TEXT UNDER STUDY ->
::::::::::

Rise Above The Challenge: Part 1
Rising to a challenge (whether it is with my health, my career, or my relationships) has always been something I do not shy away from. I am a strong competitor at heart, and it all stems from my own family's fight to survive kidney disease and hepatitis C.
Many share stories of my mom in her younger years, only 4’10”, 95 lbs, and pregnant with me. Small in stature, but she had the willpower of a super hero. During each of her doctor's visits she was upbeat, positive, and ready for the next chapter of her life to begin.
My mom's difficult pregnancy
She was not allowed to gain much weight during pregnancy because, then, the doctors had no idea if having a child after a kidney transplant would even be possible. You see, my mom had gotten her new kidney from my grandma (her mom) in 1965; It was placed in a small pouch in the front of her lower-right abdomen. Because of thing, and being pregnant, the doctors did not want the baby (me) to be damaging this fragile organ - which was keeping my mom alive. So, for just shy of 9 months, my mom lived on jaw breakers and popsicles. Sounds nutritious, doesn’t it? Sure, she ate other things too, but to ward off all her major cravings, she chose those two items to snack on. Doctors would warn her of the dangers of having a baby, but she basically tuned them out and pushed forward to the only mission she ever wanted in life... to be a mother.

::::::::::

Free-text object descriptions
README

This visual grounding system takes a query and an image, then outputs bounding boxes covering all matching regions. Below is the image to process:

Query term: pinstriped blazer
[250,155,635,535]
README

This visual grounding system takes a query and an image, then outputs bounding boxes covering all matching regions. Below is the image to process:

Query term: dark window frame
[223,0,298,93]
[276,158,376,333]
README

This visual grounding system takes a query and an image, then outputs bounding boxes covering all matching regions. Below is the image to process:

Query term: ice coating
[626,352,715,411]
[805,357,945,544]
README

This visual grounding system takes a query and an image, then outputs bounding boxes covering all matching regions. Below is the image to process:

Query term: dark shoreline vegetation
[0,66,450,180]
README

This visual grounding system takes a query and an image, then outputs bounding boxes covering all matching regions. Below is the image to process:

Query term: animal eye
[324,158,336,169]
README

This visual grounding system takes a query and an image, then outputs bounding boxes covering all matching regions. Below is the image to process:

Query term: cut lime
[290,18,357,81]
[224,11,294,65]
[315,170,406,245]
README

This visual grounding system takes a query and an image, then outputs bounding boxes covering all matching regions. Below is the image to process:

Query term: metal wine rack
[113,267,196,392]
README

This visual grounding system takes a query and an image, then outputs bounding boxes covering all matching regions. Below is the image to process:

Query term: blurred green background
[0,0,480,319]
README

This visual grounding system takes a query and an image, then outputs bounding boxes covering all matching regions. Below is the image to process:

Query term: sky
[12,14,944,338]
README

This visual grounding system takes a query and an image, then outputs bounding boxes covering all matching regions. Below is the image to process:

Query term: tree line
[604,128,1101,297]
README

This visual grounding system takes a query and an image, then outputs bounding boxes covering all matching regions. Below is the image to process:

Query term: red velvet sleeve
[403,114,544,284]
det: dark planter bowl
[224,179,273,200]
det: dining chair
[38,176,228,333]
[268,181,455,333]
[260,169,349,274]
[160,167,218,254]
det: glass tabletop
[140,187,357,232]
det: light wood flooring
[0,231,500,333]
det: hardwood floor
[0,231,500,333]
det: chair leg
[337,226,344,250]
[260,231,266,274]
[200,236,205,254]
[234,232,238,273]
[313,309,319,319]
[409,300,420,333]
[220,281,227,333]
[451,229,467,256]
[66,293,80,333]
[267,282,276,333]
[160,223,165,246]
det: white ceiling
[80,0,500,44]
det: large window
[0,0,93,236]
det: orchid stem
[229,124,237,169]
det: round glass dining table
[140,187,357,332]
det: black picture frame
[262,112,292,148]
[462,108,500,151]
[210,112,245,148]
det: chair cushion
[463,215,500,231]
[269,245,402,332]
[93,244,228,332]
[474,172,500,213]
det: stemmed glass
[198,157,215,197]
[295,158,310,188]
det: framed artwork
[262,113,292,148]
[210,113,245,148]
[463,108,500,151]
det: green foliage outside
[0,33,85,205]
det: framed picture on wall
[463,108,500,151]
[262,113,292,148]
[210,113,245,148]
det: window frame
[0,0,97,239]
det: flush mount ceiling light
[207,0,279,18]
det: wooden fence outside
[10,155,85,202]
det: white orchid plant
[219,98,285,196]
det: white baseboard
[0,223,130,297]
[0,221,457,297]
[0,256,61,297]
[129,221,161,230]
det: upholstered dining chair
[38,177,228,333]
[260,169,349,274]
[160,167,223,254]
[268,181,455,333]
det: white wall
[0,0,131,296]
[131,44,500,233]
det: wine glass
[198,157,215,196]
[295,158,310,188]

::::::::::

WHAT YOU WILL DO ->
a) Translate this sentence from the text about a mother's pregnancy after a kidney transplant into Spanish: "During each of her doctor's visits she was upbeat, positive, and ready for the next chapter of her life to begin."
b) Pick up the text about a mother's pregnancy after a kidney transplant at its final sentence and write the next part.

LIST OF ANSWERS ->
a) Durante cada una de sus visitas al médico, ella se mostraba animada, positiva y lista para que comenzara el siguiente capítulo de su vida.

b)
My birth
I came about 3 weeks early and it was not your typical delivery room atmosphere. It was a full-on operation room filled with dozens of doctors on the floor, and as my mom recalled, she was lying there looking up in the observatory room above filled with more interns, doctors, news reporters, you name it. She went through labor delivering me naturally, had minor set backs in the amount of blood loss (having a blood transfusion), but other than that, she made medical history - forever in the medical books. She was the first woman in the US to give birth after a kidney transplant, and about 5th in the world. Good Housekeeping later published my mom’s story, “Bonnie Morgan’s Miracle Baby”, in the March issue of 1969.